• Task objective:
Answer the following questions using the text below on Pemdang Khola and Yangri Khola.
(a) What image date is given for the Google Earth background images in Figure 6?
(b) According to the caption of Figure 7, in what month and year did one of the debris flows from the upstream of Yangri Khola occur?
(c) How far downstream of the glacial lake is the old landslide dam at Bremthang located?

• Text extract:
-- Begin --

Figure 6: a. 3D view of headwater area of Pemdang Khola showing the glacial lake and moraine deposits along the valley. (Background images from Google Earth; Image date: 15 December 2017); b. – d. Sequential satellite images showing disappearing glacial lake and collapse of end moraine dam.


The upstream of Yangri Khola
Figure 7: The upstream of Yangri Khola in 2018. On the left, the recently deglacierised para-glacial terrain is visible. It was the source of one of the debris flows in June 2021, predominantly from the source visible as bright debris in the centre of the image. On the right, the old moraines slightly downstream are visible with the plateau formed by the old glacier tongue. This same plateau is present in Pemdang Khola as well where the initial flood accumulated and then drained rapidly.


2.4. Landslide and river damming

The old landslide dam at Bremthang is located 5.8 km downstream of the glacial lake and 1.8 km downstream of the confluence of Pemdang Khola and Melamchi Khola. The landslide dam is about 950 m long and 900 m wide. Old satellite images indicate that debris flows have occurred in this stretch in the past too as seen by a large fan deposit and a number of talus deposits beside the Pemdang Khola, which are marked in Figure 8.

-- End --

• Entries supplied:
-- Begin --

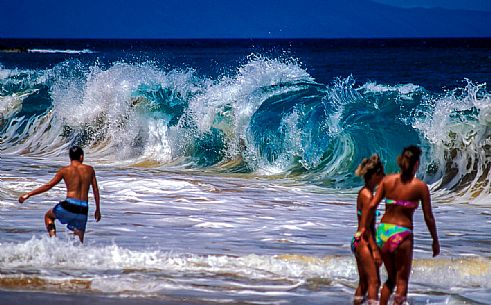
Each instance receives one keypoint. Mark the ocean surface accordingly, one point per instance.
(226, 166)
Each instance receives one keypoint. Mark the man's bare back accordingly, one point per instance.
(78, 179)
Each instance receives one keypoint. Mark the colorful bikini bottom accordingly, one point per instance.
(390, 236)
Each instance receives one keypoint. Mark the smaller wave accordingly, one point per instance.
(403, 89)
(55, 51)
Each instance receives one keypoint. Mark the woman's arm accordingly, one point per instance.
(430, 219)
(368, 210)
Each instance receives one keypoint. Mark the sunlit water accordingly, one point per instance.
(194, 237)
(226, 167)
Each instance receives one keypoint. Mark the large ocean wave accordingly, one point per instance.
(267, 117)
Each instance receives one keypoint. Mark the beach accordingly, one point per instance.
(226, 168)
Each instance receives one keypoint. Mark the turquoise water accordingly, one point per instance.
(226, 167)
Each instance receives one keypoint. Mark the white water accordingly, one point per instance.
(228, 238)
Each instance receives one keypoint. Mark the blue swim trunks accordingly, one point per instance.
(73, 213)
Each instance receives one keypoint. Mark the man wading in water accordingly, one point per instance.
(74, 209)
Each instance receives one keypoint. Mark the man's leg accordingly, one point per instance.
(80, 234)
(49, 220)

-- End --

• Written response:
(a) 15 December 2017
(b) June 2021
(c) 5.8 km